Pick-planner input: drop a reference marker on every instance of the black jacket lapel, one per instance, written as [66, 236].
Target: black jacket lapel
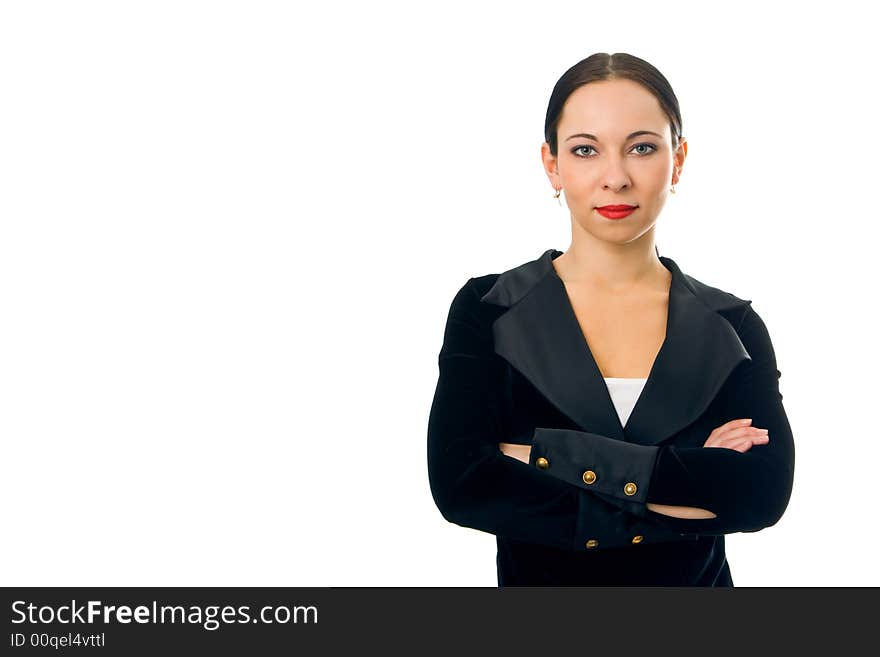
[540, 336]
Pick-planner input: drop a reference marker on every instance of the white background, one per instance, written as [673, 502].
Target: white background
[230, 233]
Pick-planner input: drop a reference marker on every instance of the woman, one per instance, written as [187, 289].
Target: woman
[608, 417]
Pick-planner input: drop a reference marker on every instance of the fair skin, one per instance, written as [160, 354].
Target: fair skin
[617, 286]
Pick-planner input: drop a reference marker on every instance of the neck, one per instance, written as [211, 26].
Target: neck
[612, 267]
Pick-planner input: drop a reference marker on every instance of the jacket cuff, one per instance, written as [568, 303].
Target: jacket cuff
[601, 525]
[616, 470]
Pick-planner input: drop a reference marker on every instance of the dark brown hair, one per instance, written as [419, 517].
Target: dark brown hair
[602, 66]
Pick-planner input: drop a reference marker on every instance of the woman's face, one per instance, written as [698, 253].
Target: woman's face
[610, 167]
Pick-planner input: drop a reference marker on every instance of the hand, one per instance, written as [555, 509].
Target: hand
[520, 452]
[738, 435]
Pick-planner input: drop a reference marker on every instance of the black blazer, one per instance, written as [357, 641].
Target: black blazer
[514, 367]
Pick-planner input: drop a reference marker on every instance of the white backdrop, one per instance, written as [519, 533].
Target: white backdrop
[230, 233]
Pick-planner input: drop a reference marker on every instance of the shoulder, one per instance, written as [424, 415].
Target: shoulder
[467, 300]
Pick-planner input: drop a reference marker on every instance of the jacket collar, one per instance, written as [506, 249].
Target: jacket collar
[540, 336]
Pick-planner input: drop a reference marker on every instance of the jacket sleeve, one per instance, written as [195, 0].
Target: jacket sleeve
[747, 491]
[476, 485]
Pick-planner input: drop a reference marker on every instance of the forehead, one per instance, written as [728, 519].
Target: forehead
[611, 108]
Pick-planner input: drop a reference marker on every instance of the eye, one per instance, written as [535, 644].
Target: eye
[642, 144]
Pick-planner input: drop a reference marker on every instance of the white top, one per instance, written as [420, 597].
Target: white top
[624, 393]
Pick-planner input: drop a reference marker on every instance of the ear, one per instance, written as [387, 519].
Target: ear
[678, 159]
[551, 168]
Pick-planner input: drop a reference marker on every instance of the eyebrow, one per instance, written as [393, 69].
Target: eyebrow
[629, 136]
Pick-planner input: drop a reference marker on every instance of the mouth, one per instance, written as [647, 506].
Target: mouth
[615, 211]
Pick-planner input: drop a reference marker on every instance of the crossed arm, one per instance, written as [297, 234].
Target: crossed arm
[522, 453]
[736, 434]
[694, 491]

→ **EXERCISE DIRECTIONS**: Could you output the whole listing above as a two-column CSV with the headers source and result, one row for each text and its answer? Put each text and each answer in its own quoted field with line breaks turned into spaces, and leave the pictures out.

→ **ANSWER TO THE PROBLEM**:
source,result
"Pick-planner input: drop a reference marker on every instance of the black jacket lapel, one per instance, written as [66, 236]. Target: black jacket lapel","[540, 336]"
"Pick-planner input: drop a reference marker on every instance of the white background, one per instance, written as [673, 502]. Target: white background","[230, 233]"
"Pick-planner input: drop a reference marker on every instance of the woman, one per instance, written as [187, 289]. Target: woman","[608, 417]"
"Pick-planner input: drop a reference marker on every instance of the fair skin, one per instance, written as [160, 354]. Target: fair skin","[617, 286]"
"Pick-planner input: drop a reference marker on every instance of the neck, one per instance, written as [211, 26]. Target: neck","[612, 267]"
"Pick-planner input: drop a reference marker on every instance of the jacket cuff, one per instance, written as [568, 303]. Target: jacket cuff","[601, 525] [616, 470]"
"Pick-planner input: drop a reference marker on every instance of the dark brown hair, one per instance, written as [419, 517]. Target: dark brown hair","[602, 66]"
"Pick-planner input: drop a reference marker on every instance of the woman's face, one per instance, written as [698, 253]. Target: woman's face","[610, 167]"
"Pick-planner input: drop a reference marker on every instance of the hand, one per instance, written as [555, 509]. Target: hand","[520, 452] [738, 435]"
"Pick-planner input: drop a reference marker on every instance of the black blazer, one per instance, written as [357, 641]. Target: black blazer","[514, 367]"
"Pick-planner input: drop a reference marker on every instance of the white backdrop, one per instance, written as [519, 533]. Target: white backdrop","[230, 233]"
"Pick-planner input: drop a reference marker on every instance of the shoulder, one per instance, written as [424, 415]. Target: shoulder","[467, 300]"
"Pick-planner input: drop a reference marker on every instance of the jacket collar, one per instance, written as [506, 249]. Target: jacket collar","[540, 336]"
"Pick-planner input: drop a reference marker on every instance of the jacket sleeve, one per instance, written as [195, 0]. Target: jacket sleeve","[747, 491] [476, 485]"
"Pick-planner input: drop a reference marker on every instance of the forehead, one per instance, written as [728, 519]. Target: forehead","[611, 108]"
"Pick-planner input: drop a reference marker on every instance of the eye, one per instance, written as [535, 644]. Target: eye","[642, 144]"
"Pick-planner input: drop a reference marker on every instance of the white top, one per instance, written as [420, 597]. Target: white top","[624, 393]"
"Pick-planner input: drop a reference marker on every instance of the ear, one per instance, written as [387, 519]. Target: ear","[678, 159] [551, 168]"
"Pick-planner input: drop a reference marker on every instance of the eyebrow, one per instance, written as [393, 69]. Target: eyebrow","[629, 136]"
"Pick-planner input: drop a reference marker on every instance of the mouth, one per instance, written as [647, 506]. Target: mouth","[615, 211]"
"Pick-planner input: drop a reference marker on every instance of the crossed arm, one per instance, written as [297, 234]. Target: crossed arm","[522, 453] [736, 434] [694, 491]"